>> START SUPPLIED MATERIAL

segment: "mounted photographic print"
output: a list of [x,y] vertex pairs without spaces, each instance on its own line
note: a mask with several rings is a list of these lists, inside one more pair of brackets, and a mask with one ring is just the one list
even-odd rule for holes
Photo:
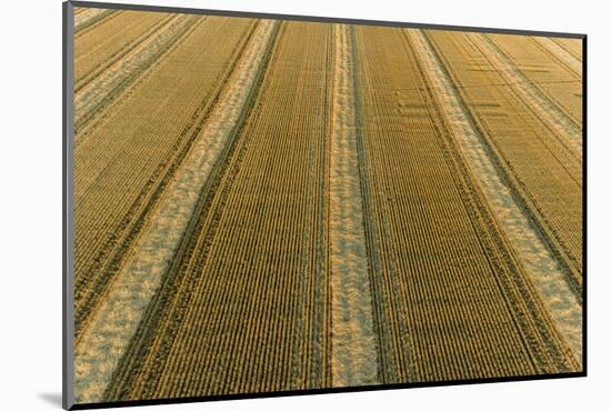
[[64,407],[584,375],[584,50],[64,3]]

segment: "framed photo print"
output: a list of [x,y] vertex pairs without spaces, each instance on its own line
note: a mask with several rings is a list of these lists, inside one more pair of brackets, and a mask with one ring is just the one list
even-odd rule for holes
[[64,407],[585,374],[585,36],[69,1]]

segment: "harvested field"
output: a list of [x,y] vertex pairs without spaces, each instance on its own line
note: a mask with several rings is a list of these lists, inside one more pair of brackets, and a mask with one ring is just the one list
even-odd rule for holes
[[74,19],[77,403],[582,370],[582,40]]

>> END SUPPLIED MATERIAL

Put each line of the records above into a JSON list of strings, one string per line. Leave out blank lines and the pictures.

TASK OUTPUT:
[
  "segment: \"mounted photographic print\"",
  "output: a list of [x,y] vertex pairs without spaces, each instance on its own line",
  "note: a mask with several rings is a list of these lists, inside one more pair of brackets, and a mask with one ring is just the one list",
  "even-odd rule for holes",
  "Photo:",
  "[[64,407],[584,375],[584,50],[64,3]]",
  "segment: \"framed photo print\"",
  "output: a list of [x,y] vertex pairs without spaces, each instance on its own line",
  "note: a mask with several rings is a list of these lists, inside one more pair of brackets, and a mask with one ring is just the one list",
  "even-odd rule for holes",
  "[[64,407],[585,374],[585,36],[69,1]]",
  "segment: \"harvested field\"",
  "output: a list of [x,y] vertex pairs without spaces, each instance on its own line",
  "note: a mask with several rings is a list of these lists, inside one more pair of brackets, and a mask with one ring is just the one list",
  "even-odd rule for holes",
  "[[74,19],[77,403],[582,370],[582,40]]"
]